Page excerpt:

=-=-=

John Ridley on ‘Guerrilla,’ Black Activism, Resisting Trump

Through a combination
of crazy prolificacy and an accident of timing, John Ridley‘s name is behind so
many hours of television this month that he could program an entire network for
the better part of a day. As it stands, three different Ridley projects will
overlap by the end of April, each a testament to his interest in social justice
and upheaval, from contemporary labor and immigration problems in North
Carolina to racial upheaval and violence in the early 1970s England and early 1990s
Los Angeles. Though Ridley has been working steadily on TV and film for two
decades, winning an Oscar for his screenplay for 12 Years a Slave, the
uptick in output makes a strong case for him as a conscious-raising artist of
startling range and passion.
Currently approaching the end of its third season, Ridley’s American Crime anthology series has hit the anti-immigrant fervor of the Trump administration in stride, dealing with the exploitation of migrant workers entering the United States without legal protections. At the end of the month – and in limited theaters the week before – ABC is set to unspool a rare network documentary in Let It Fall: L.A. 1982-1992, a look back at the Rodney King riots 25 years later. Much like the multi-part O.J.: Made In America, Ridley reflects on the racial tensions that made the event possible, focusing on the LAPD under Daryl Gates and the tactical brutality of chokeholds and metal batons.
On Sunday night, Ridley lights a powder keg of another kind with Guerrilla, a six-part miniseries premiering on Showtime. Set in London in the early Seventies, the show follows the radicalization of two black activists (Frieda Pinto and Babou Ceesay) whose frustration with institutional racism and hostile policing leads them to put down their protest signs and pick up weapons. After joining a militant underground cell, they find themselves both empowered and compromised by their actions, and under relentless pursuit by Scotland Yard’s vigorously racist Black Power Desk. Speaking from a press tour in London, Ridley discussed the controversy surrounding Guerrilla and the connection between stories of resistance past and present, here and abroad.

=-=-=

Task description: Can you retype the whole John Ridley article, word for word? The listing has nothing to do with this.

Data records:
=-=-=

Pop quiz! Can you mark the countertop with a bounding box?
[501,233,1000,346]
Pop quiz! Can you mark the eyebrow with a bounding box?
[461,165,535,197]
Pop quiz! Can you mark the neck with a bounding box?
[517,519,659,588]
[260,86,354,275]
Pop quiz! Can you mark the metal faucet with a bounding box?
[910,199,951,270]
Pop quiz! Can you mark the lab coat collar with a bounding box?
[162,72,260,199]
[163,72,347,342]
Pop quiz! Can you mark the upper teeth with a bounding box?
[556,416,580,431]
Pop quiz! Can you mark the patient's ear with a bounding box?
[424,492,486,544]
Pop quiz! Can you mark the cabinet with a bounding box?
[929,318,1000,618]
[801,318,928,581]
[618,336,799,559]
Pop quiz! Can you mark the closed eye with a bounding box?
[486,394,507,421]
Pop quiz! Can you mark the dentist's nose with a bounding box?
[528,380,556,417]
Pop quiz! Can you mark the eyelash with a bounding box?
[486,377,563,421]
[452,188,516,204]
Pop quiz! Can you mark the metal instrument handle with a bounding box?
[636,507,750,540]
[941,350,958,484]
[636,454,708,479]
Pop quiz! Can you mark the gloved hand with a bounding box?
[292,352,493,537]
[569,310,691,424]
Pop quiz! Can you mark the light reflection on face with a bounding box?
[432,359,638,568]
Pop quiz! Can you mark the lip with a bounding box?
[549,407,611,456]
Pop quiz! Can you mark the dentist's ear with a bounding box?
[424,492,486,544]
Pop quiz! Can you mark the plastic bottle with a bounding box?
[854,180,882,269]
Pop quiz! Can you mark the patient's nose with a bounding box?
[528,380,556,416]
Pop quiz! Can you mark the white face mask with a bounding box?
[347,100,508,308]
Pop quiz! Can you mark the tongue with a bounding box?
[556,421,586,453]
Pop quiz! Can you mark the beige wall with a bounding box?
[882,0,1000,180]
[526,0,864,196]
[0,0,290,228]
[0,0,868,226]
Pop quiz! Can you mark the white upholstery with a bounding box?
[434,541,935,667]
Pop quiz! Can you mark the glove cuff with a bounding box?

=-=-=

Full solution:
John Ridley on ‘Guerrilla,’ Black Activism, Resisting Trump

Through a combination
of crazy prolificacy and an accident of timing, John Ridley‘s name is behind so
many hours of television this month that he could program an entire network for
the better part of a day. As it stands, three different Ridley projects will
overlap by the end of April, each a testament to his interest in social justice
and upheaval, from contemporary labor and immigration problems in North
Carolina to racial upheaval and violence in the early 1970s England and early 1990s
Los Angeles. Though Ridley has been working steadily on TV and film for two
decades, winning an Oscar for his screenplay for 12 Years a Slave, the
uptick in output makes a strong case for him as a conscious-raising artist of
startling range and passion.
Currently approaching the end of its third season, Ridley’s American Crime anthology series has hit the anti-immigrant fervor of the Trump administration in stride, dealing with the exploitation of migrant workers entering the United States without legal protections. At the end of the month – and in limited theaters the week before – ABC is set to unspool a rare network documentary in Let It Fall: L.A. 1982-1992, a look back at the Rodney King riots 25 years later. Much like the multi-part O.J.: Made In America, Ridley reflects on the racial tensions that made the event possible, focusing on the LAPD under Daryl Gates and the tactical brutality of chokeholds and metal batons.
On Sunday night, Ridley lights a powder keg of another kind with Guerrilla, a six-part miniseries premiering on Showtime. Set in London in the early Seventies, the show follows the radicalization of two black activists (Frieda Pinto and Babou Ceesay) whose frustration with institutional racism and hostile policing leads them to put down their protest signs and pick up weapons. After joining a militant underground cell, they find themselves both empowered and compromised by their actions, and under relentless pursuit by Scotland Yard’s vigorously racist Black Power Desk. Speaking from a press tour in London, Ridley discussed the controversy surrounding Guerrilla and the connection between stories of resistance past and present, here and abroad.